Les nouvelles technologies pour l’enseignement des mathématiques
Intégration des TICE dans l’enseignement des mathématiques

MathémaTICE, première revue en ligne destinée à promouvoir les TICE à travers l’enseignement des mathématiques.

Le projet « latence » de l’atelier scientifique du Lycée Parc de Vilgénis
Article mis en ligne le 31 décembre 2020
dernière modification le 6 janvier 2021

par Taillet Jacques

N.D.L.R Jacques TAILLET a déjà confié à MathémaTICE deux articles concernant l’Atelier scientifique du Lycée Parc de Vilgénis à Massy.

Il nous propose de découvrir ici le travail sur la latence d’un robot mené dans ce même atelier.
Deux élèves qui y participent, Baptiste DENIS et Gabriel RAMSSISS ont rédigé un compte rendu de leurs activités.

Ces deux parties sont présentées dans deux onglets différents.
Nous avons choisi de joindre à l’article le document pdf des élèves tel qu’ils nous l’ont envoyé, afin de souligner leurs capacités de communication, qualités que cherche à développer l’Atelier. Le fichier est téléchargeable en fin d’article (fichier associé à l’article)

Mise en perspective par Jacques Taillet

Nous avons travaillé pendant un an avec le Lab Innovation Ericsson sur le projet Pollubike (Pollubike est un objet connecté qui mesure la pollution atmosphérique en milieu urbain en temps réel), puis sur la notion de « latence ».
Pour mettre en évidence la notion de latence nous avons utilisé des robots Lego.
Nous avons placé deux robots sur une ligne formant un carré, le robot suiveur avait un temps de latence important, il perdait du temps en ligne droite pour bien suivre la ligne.
Nous avons eu d’autres projets :

  • Réaction d’un robot à des couleurs
  • Drone qui dépose des cubes
  • Étude du robot Flappy Bird



Pour des raisons de simplicité, nous sommes partis sur le projet Flappy Bird. Il s’agit à partir d’un tracé de faire apparaître l’importance de la latence.
Nous commencions nos travaux quand le premier confinement est arrivé en mars. Le matériel a été confié aux élèves et le travail a commencé à distance.
Pour communiquer, nous avons réalisé des vidéos (« nous », c’est l’atelier).
J’ai alors conseillé aux élèves de mettre par écrit leurs travaux. Ils ont réalisé une vidéo pour présenter leurs travaux, c’est bien mais, pour leur avenir il est important de savoir rédiger par écrit.
Nous allons donner un large écho à ces deux documents dans la suite de l’article.
Les objectifs donnés aux élèves étaient les suivants : émettre des hypothèses, les tester, conclure. Réaliser suffisamment d’essais pour que cela soit significatif.
Les élèves sont partis d’une hypothèse, ils ont réalisé des expériences. Nous avons eu des échanges par Discord.
Cela a permis de discuter en groupe des difficultés rencontrées :

  • Code trop limité car destiné aux enfants. Pas assez intuitif.
  • Robot peu précis, le contrôle des moteurs et des capteurs est très imprécis.

● ● ● ●

→ Consigne écrite
Dans l'article sur le projet « latence », quels robots ont servi à mettre en évidence la notion de latence ? La liste n'a aucun lien avec l'article.

[Entrées du jeu de données]
● ● ● ●

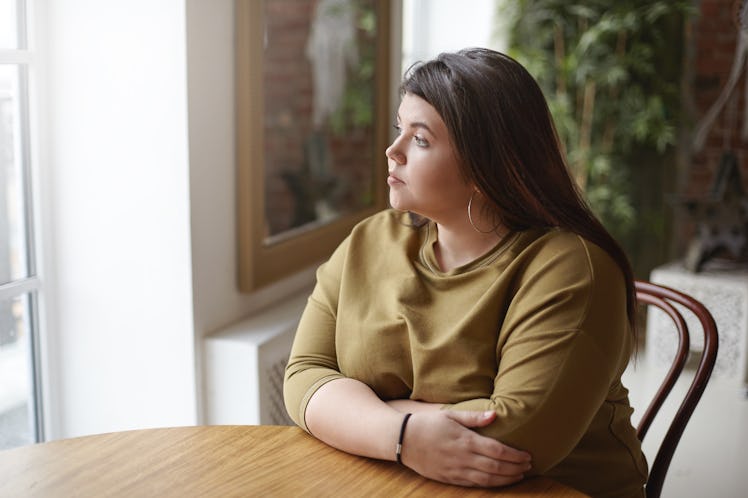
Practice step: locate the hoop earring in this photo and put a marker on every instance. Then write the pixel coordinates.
(470, 216)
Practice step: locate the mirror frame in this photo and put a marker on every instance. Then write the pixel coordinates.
(260, 264)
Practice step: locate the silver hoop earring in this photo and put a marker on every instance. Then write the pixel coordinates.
(470, 216)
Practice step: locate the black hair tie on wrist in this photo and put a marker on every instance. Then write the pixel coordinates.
(399, 448)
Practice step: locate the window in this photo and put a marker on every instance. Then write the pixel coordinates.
(20, 413)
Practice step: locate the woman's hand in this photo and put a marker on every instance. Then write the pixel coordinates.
(441, 446)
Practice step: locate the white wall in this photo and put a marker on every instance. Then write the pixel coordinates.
(434, 26)
(138, 179)
(121, 343)
(138, 209)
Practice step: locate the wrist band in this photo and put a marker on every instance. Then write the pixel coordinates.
(399, 448)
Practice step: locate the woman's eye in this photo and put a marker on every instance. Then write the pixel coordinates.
(420, 141)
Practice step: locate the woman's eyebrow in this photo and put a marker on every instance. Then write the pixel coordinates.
(416, 124)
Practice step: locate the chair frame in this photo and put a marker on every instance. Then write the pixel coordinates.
(648, 293)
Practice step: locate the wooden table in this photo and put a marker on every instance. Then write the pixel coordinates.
(221, 461)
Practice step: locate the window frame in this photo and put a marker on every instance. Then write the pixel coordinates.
(23, 57)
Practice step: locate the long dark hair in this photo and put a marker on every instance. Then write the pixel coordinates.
(502, 129)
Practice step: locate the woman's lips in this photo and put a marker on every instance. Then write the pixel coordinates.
(393, 180)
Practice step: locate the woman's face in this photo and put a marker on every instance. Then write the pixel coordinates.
(424, 173)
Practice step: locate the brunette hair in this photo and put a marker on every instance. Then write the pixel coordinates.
(502, 129)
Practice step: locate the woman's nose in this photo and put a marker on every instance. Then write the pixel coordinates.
(392, 152)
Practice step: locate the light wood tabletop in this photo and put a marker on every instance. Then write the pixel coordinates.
(222, 461)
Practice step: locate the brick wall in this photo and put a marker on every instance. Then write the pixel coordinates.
(289, 127)
(715, 36)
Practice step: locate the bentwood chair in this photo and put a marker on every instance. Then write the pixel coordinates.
(664, 298)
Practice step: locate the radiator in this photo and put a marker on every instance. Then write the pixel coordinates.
(244, 364)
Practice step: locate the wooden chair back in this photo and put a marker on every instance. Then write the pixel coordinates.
(665, 298)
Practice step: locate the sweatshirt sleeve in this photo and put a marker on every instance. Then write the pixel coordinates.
(564, 341)
(313, 360)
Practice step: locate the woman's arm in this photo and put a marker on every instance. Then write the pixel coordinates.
(438, 444)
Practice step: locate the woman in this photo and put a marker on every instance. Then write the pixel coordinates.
(489, 304)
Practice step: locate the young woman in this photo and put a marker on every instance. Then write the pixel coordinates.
(478, 331)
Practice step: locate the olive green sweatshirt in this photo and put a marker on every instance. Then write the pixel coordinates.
(536, 330)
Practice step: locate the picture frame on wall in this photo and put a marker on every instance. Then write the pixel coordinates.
(312, 121)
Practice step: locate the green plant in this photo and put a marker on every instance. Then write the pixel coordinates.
(610, 70)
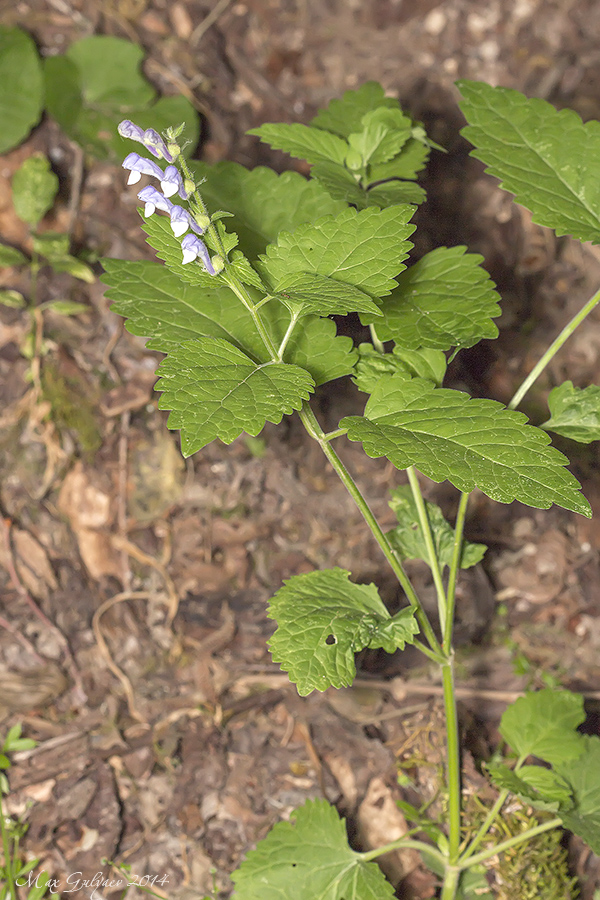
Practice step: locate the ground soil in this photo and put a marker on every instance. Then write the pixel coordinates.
(174, 748)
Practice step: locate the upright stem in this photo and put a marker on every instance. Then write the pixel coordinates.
(453, 762)
(314, 429)
(554, 348)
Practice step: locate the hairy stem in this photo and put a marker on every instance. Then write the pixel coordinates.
(553, 349)
(459, 526)
(429, 543)
(314, 429)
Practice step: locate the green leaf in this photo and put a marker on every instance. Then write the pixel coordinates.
(34, 187)
(409, 162)
(574, 412)
(373, 365)
(472, 443)
(543, 724)
(545, 157)
(303, 142)
(365, 249)
(394, 193)
(339, 183)
(323, 619)
(323, 296)
(66, 307)
(13, 299)
(534, 785)
(309, 857)
(345, 116)
(167, 311)
(407, 537)
(581, 774)
(21, 86)
(262, 202)
(10, 256)
(384, 132)
(216, 391)
(109, 71)
(445, 300)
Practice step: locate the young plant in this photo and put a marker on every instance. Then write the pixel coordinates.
(243, 314)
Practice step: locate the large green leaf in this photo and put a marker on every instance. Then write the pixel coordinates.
(303, 142)
(408, 540)
(445, 300)
(575, 412)
(309, 858)
(263, 203)
(583, 776)
(345, 116)
(547, 158)
(543, 724)
(472, 443)
(365, 248)
(215, 391)
(323, 619)
(21, 86)
(159, 306)
(34, 187)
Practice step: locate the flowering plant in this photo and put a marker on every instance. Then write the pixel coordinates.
(244, 316)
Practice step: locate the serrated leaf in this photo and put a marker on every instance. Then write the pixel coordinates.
(574, 412)
(543, 724)
(534, 785)
(407, 537)
(393, 193)
(309, 857)
(445, 300)
(215, 391)
(545, 157)
(168, 311)
(263, 203)
(323, 296)
(581, 774)
(339, 183)
(21, 86)
(303, 142)
(323, 619)
(34, 187)
(343, 116)
(373, 365)
(383, 133)
(10, 256)
(410, 161)
(471, 443)
(365, 249)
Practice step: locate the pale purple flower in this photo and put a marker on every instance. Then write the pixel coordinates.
(172, 183)
(139, 166)
(155, 144)
(154, 200)
(181, 220)
(192, 248)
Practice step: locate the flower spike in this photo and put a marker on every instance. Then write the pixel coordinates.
(154, 200)
(139, 166)
(192, 248)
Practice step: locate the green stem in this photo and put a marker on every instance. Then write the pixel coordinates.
(554, 348)
(314, 430)
(404, 844)
(8, 861)
(459, 526)
(511, 842)
(428, 536)
(453, 762)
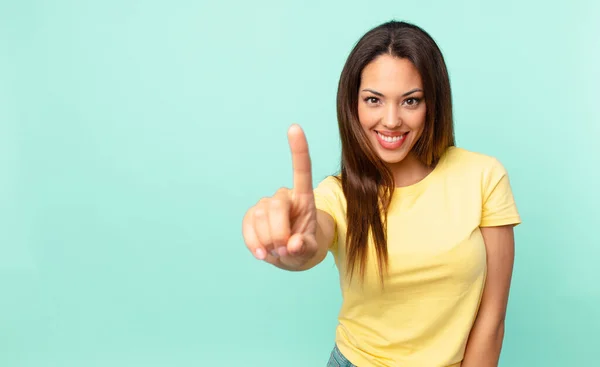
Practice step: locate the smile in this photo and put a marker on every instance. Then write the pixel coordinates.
(391, 140)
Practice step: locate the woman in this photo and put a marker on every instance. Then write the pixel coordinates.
(420, 230)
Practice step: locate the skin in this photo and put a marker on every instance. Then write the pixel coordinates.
(287, 231)
(391, 99)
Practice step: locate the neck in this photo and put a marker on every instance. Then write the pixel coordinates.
(409, 171)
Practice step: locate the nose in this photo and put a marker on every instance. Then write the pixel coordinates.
(392, 119)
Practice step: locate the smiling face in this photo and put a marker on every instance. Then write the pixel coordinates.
(391, 107)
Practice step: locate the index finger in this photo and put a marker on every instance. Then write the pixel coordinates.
(300, 160)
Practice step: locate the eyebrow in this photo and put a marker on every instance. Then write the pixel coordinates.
(404, 95)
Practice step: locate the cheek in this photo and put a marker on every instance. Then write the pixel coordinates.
(367, 118)
(417, 121)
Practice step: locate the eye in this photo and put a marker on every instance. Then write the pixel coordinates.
(412, 102)
(371, 99)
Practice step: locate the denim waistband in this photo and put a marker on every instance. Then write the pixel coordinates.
(337, 359)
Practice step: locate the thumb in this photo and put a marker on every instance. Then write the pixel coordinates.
(296, 244)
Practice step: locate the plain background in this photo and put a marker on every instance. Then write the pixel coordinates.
(135, 134)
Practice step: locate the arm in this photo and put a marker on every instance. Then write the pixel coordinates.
(486, 337)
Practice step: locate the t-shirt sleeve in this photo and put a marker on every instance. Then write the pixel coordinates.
(327, 198)
(499, 207)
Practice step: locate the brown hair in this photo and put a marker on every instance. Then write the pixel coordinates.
(367, 183)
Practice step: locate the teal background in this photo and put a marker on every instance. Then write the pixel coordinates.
(135, 134)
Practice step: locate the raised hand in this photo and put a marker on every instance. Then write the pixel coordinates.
(281, 229)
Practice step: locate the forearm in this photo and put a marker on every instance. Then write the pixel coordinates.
(484, 345)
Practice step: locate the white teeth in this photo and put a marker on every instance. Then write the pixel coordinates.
(390, 139)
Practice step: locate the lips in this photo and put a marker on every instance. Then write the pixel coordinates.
(391, 139)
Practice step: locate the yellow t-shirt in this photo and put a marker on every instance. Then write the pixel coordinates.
(437, 264)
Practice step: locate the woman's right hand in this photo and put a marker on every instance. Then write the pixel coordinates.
(281, 229)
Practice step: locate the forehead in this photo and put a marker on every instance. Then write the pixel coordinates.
(390, 73)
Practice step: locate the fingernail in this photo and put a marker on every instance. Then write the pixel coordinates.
(282, 251)
(260, 254)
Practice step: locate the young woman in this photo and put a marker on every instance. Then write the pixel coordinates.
(420, 230)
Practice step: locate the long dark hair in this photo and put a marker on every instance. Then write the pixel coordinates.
(367, 183)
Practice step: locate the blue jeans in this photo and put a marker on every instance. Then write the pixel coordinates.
(337, 359)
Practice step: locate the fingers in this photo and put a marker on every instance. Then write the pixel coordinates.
(300, 160)
(266, 226)
(261, 223)
(251, 238)
(279, 220)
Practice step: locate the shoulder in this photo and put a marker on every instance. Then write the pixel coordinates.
(464, 161)
(329, 186)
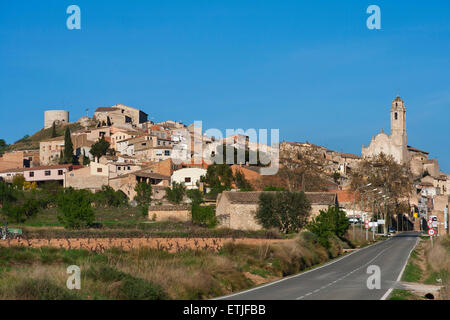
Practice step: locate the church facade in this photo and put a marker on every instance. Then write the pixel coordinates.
(395, 144)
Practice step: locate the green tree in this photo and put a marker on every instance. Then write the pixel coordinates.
(13, 212)
(31, 207)
(108, 197)
(100, 148)
(143, 196)
(204, 215)
(240, 181)
(19, 181)
(285, 210)
(68, 147)
(386, 175)
(273, 188)
(195, 195)
(176, 193)
(7, 193)
(3, 146)
(329, 223)
(54, 134)
(86, 160)
(219, 177)
(75, 208)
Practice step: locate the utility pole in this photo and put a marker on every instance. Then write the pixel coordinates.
(446, 226)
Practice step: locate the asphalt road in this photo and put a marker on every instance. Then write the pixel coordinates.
(344, 278)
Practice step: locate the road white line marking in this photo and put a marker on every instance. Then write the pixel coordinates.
(345, 276)
(388, 293)
(302, 273)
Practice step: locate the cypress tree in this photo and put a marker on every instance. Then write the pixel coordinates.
(54, 130)
(68, 147)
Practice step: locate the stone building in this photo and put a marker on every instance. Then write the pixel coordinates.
(394, 144)
(120, 115)
(237, 210)
(50, 150)
(190, 177)
(19, 159)
(55, 116)
(127, 183)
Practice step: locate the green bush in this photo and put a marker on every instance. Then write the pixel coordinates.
(130, 288)
(204, 215)
(7, 193)
(108, 197)
(42, 289)
(176, 193)
(329, 223)
(287, 211)
(75, 208)
(195, 195)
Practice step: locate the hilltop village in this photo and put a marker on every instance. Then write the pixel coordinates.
(119, 147)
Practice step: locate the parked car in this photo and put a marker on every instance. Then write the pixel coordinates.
(354, 220)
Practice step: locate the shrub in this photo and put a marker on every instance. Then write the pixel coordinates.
(42, 289)
(195, 195)
(130, 288)
(143, 196)
(108, 197)
(13, 212)
(75, 208)
(204, 215)
(7, 193)
(176, 193)
(329, 223)
(19, 181)
(286, 211)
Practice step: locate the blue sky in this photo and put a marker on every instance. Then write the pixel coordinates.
(310, 68)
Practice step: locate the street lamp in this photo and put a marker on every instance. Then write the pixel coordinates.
(354, 206)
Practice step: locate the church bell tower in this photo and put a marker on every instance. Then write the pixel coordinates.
(398, 129)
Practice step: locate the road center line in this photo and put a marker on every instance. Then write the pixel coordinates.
(343, 277)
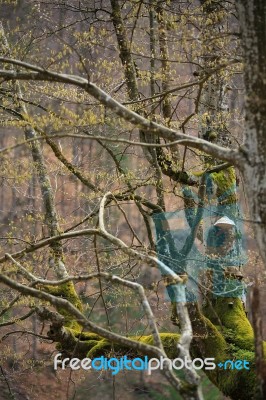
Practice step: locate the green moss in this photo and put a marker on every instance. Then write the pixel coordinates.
(225, 181)
(232, 315)
(67, 291)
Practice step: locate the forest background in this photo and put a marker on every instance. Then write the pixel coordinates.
(122, 125)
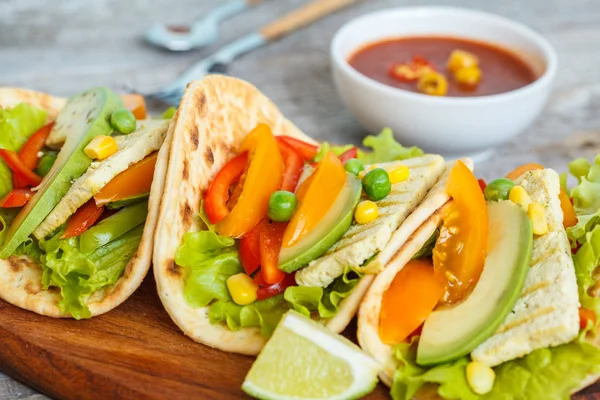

● ● ● ●

→ Réponse rédigée
Des robots Lego.